> **WORK TO BE COMPLETED**: Extract each line of the data below that contains the string "snow", treating uppercase and lowercase letters as distinct.

> **DATA TO PROCESS**:
-=-=-
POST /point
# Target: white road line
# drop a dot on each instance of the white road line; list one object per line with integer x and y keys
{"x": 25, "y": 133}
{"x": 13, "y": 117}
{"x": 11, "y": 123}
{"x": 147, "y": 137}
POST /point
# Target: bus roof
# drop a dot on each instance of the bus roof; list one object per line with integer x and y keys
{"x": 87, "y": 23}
-=-=-
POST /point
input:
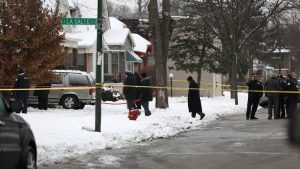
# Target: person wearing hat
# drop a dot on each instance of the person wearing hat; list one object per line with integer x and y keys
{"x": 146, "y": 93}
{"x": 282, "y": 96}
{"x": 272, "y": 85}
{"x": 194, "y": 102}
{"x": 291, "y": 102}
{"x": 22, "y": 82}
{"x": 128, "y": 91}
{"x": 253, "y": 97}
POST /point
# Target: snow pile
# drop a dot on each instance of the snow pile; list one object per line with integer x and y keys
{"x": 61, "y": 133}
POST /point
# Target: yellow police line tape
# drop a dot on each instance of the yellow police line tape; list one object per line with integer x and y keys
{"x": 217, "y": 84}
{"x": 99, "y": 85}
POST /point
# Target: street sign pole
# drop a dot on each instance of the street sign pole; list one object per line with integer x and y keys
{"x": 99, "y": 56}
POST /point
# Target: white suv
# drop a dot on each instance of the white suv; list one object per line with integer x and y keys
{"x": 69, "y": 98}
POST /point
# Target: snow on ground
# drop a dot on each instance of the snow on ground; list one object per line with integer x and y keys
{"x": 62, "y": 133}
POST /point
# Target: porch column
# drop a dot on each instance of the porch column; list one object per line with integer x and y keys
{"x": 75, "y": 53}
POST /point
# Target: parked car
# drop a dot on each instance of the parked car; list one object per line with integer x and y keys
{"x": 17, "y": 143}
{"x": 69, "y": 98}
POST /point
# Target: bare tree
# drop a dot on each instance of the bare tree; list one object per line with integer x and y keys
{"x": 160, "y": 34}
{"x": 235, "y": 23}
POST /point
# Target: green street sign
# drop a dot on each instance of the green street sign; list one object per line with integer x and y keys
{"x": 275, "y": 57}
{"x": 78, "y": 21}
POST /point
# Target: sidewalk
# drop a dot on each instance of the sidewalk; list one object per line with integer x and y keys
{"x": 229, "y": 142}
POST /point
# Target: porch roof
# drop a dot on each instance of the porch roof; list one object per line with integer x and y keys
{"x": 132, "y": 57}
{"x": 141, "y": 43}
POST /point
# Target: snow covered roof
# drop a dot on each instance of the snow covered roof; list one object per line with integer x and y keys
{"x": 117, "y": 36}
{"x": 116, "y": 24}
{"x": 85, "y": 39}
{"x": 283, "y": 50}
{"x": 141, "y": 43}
-=-=-
> **OUTPUT**:
# Target: snow pile
# drop a dot on each instance of the snow pile; list one object per line with integer x and y keys
# Target: snow on ground
# drop a dot on each instance of the snow on ground; list one object per line with integer x and y keys
# Target: snow covered roof
# drop a dot on each instance of the snow covered roof; list one object per line with integer x and y keys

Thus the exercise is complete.